本题数据:
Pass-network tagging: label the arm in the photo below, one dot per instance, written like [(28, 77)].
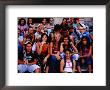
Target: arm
[(75, 49), (38, 48), (45, 59), (74, 66), (61, 66)]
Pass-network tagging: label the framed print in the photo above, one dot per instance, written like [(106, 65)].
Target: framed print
[(54, 43)]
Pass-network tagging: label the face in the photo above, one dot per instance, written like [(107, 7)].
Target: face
[(31, 30), (64, 21), (44, 38), (30, 20), (40, 28), (57, 37), (28, 47), (66, 40), (22, 22), (68, 54), (44, 21), (85, 41)]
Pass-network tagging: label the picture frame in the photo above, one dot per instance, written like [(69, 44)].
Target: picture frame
[(4, 3)]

挑战: 从含有“Pass-network tagging: label the framed”的那一行开始，到数据末尾结束，把每条要求和它的答案输出成两列 CSV，列名用“要求”和“答案”，每条占一行，每项放进一个带引号的字段，其中的换行都改成空格。

完整答案:
要求,答案
"Pass-network tagging: label the framed print in the photo above, one dot per instance, written like [(106, 65)]. Target: framed print","[(54, 43)]"
"Pass-network tagging: label the face in the photo above, one dot per instance, written like [(107, 7)]. Target: face","[(31, 30), (64, 21), (44, 38), (30, 20), (40, 28), (57, 37), (28, 47), (66, 40), (22, 22), (68, 54), (44, 21), (85, 41)]"
"Pass-network tagging: label the picture frame in the photo above, one dot per instance, written like [(69, 44)]. Target: picture frame","[(4, 3)]"